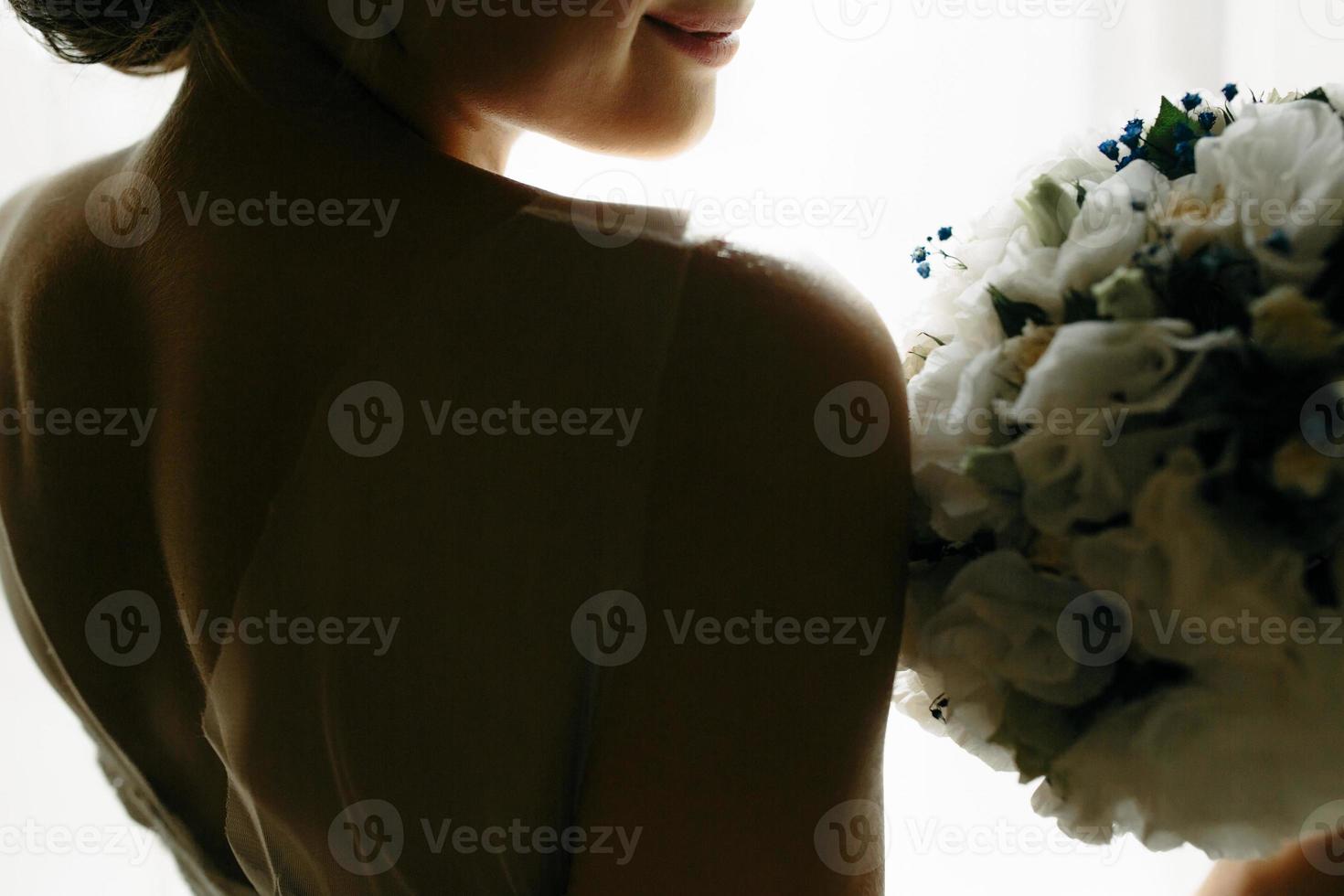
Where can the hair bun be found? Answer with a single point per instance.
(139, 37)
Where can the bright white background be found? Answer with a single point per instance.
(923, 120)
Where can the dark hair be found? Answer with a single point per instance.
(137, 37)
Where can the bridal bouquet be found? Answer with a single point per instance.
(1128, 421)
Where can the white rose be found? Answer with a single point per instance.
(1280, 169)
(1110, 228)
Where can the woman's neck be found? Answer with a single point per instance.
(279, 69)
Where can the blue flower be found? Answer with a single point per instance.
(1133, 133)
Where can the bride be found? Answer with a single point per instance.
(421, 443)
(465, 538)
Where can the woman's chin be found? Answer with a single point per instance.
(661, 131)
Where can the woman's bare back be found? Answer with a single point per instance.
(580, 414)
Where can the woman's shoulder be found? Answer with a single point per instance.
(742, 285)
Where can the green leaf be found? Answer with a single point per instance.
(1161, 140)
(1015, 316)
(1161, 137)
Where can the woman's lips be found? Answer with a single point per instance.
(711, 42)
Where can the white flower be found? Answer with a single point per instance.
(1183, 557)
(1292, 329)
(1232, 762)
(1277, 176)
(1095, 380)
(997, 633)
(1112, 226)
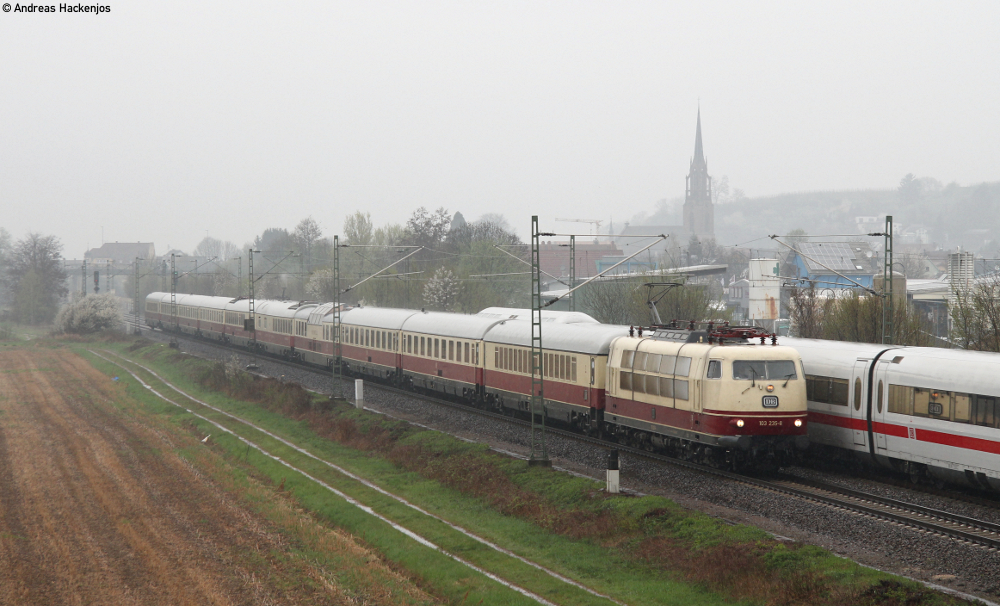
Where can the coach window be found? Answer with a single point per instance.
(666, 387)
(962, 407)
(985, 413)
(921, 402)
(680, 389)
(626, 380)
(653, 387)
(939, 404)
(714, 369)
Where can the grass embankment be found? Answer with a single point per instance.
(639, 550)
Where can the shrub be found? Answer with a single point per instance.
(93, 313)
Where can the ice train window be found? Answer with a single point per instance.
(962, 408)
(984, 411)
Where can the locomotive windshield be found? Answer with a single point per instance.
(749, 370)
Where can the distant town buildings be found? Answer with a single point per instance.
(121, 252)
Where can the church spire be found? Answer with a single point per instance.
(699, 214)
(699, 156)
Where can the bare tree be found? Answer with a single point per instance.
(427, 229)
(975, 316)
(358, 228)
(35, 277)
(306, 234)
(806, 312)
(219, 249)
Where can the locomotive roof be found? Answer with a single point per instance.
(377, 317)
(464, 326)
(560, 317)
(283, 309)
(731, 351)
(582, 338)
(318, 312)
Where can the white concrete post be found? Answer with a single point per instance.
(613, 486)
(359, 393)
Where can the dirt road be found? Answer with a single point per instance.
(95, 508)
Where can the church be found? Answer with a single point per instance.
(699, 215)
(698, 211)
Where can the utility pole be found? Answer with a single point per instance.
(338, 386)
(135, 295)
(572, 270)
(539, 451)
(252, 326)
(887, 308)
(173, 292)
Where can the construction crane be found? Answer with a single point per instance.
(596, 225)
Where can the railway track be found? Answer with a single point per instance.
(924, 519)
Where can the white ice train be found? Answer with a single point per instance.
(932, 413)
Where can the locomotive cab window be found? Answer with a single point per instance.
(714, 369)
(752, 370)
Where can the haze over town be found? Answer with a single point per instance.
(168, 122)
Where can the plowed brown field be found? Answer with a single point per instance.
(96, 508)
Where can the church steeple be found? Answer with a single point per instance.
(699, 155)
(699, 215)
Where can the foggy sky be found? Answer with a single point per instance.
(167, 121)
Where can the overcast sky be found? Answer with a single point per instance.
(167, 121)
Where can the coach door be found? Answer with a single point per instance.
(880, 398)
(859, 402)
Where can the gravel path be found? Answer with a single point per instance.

Work to do: Format every line of the records above as a numbered list, leaving out blank lines and omitting the pictures.

Finished task:
1. Where can the hair bun be found? Answer with a single point per instance.
2. (139, 37)
3. Where can the bright white background be found? Answer with a single point per instance.
4. (923, 120)
5. Where can the dark hair be found? Answer with a single point per instance.
6. (137, 37)
7. Where can the bridal bouquet be found? Answer with a single point per instance.
8. (1128, 421)
9. Where can the white rose be found? Answer with a single point per instance.
10. (1280, 169)
11. (1110, 228)
12. Where can the woman's neck be found? Answer with a single point per instance.
13. (279, 69)
14. Where can the blue flower be found? Answer with a single point per instance.
15. (1133, 133)
16. Where can the bride be found? Answer with a single point per instance.
17. (421, 443)
18. (465, 538)
19. Where can the woman's chin be found? Answer with a single point per instance.
20. (661, 131)
21. Where can the woman's bare back be found? Answer with a single point per instance.
22. (580, 414)
23. Where can the woman's shoulder be found? Answer with a single point per instance.
24. (742, 285)
25. Where can the green leaf be found? Answer with a single point per instance.
26. (1161, 140)
27. (1015, 316)
28. (1161, 137)
29. Where can the woman's lips be found? Answer with a single point per instance.
30. (711, 42)
31. Where can the white flower be found? Answer with a single point per instance.
32. (1183, 557)
33. (1292, 329)
34. (1232, 762)
35. (1277, 176)
36. (1095, 380)
37. (997, 633)
38. (1112, 226)
39. Where can the coach window be found? Answer with a single point per instance.
40. (666, 387)
41. (962, 407)
42. (985, 413)
43. (921, 402)
44. (680, 389)
45. (626, 380)
46. (653, 387)
47. (939, 404)
48. (714, 369)
49. Where can the grass embankment be found? Answer with a single point per instance.
50. (639, 550)
51. Where can the shrub be found? Answer with a single point per instance.
52. (93, 313)
53. Where can the ice train window be found? Answer with a single point per instance.
54. (962, 408)
55. (984, 411)
56. Where can the locomotive windshield be found? Answer with a single point per instance.
57. (749, 370)
58. Where can the distant town buildings be found? Answer with a single point per instance.
59. (121, 252)
60. Where can the church spire be found? Answer with a single point per instance.
61. (699, 214)
62. (699, 156)
63. Where can the bare tree be found? Answer with a single point per instance.
64. (427, 229)
65. (975, 316)
66. (358, 228)
67. (35, 277)
68. (306, 234)
69. (806, 312)
70. (219, 249)
71. Where can the locomotive roof be found? Answer with a single point per instance.
72. (377, 317)
73. (464, 326)
74. (560, 317)
75. (283, 309)
76. (731, 351)
77. (582, 338)
78. (318, 312)
79. Where can the white concrete post be found? Answer with a single point per instance.
80. (613, 486)
81. (359, 393)
82. Where can the dirt road be found? Answer with a single point per instance.
83. (95, 508)
84. Where can the church be found? Answer with a single point per instance.
85. (699, 215)
86. (698, 211)
87. Where can the utility pole be found? Answer with a single point per instance.
88. (338, 386)
89. (135, 295)
90. (572, 270)
91. (539, 451)
92. (252, 326)
93. (887, 308)
94. (173, 292)
95. Where can the construction crane be found? Answer with a single point per instance.
96. (596, 225)
97. Where can the railway track be found? Answer with a single point per instance.
98. (924, 519)
99. Where can the white ice train be found? Answer with a single point per instance.
100. (932, 413)
101. Where can the locomotive cab window be found? Answer with a single point per instance.
102. (714, 369)
103. (752, 370)
104. Where can the haze over town be found? Answer with a single point per instance.
105. (168, 122)
106. Where can the plowed brown field be found? Answer with a single point per instance.
107. (96, 508)
108. Where can the church steeple be found? Answer with a single point per instance.
109. (699, 155)
110. (699, 215)
111. Where can the foggy sky be found? Answer with a single point per instance.
112. (167, 121)
113. Where can the overcast sky be found? Answer with a single point per instance.
114. (167, 121)
115. Where can the coach door be found? Answer with a single point per instance.
116. (880, 398)
117. (859, 402)
118. Where can the gravel path be found? Answer with a single point per instance.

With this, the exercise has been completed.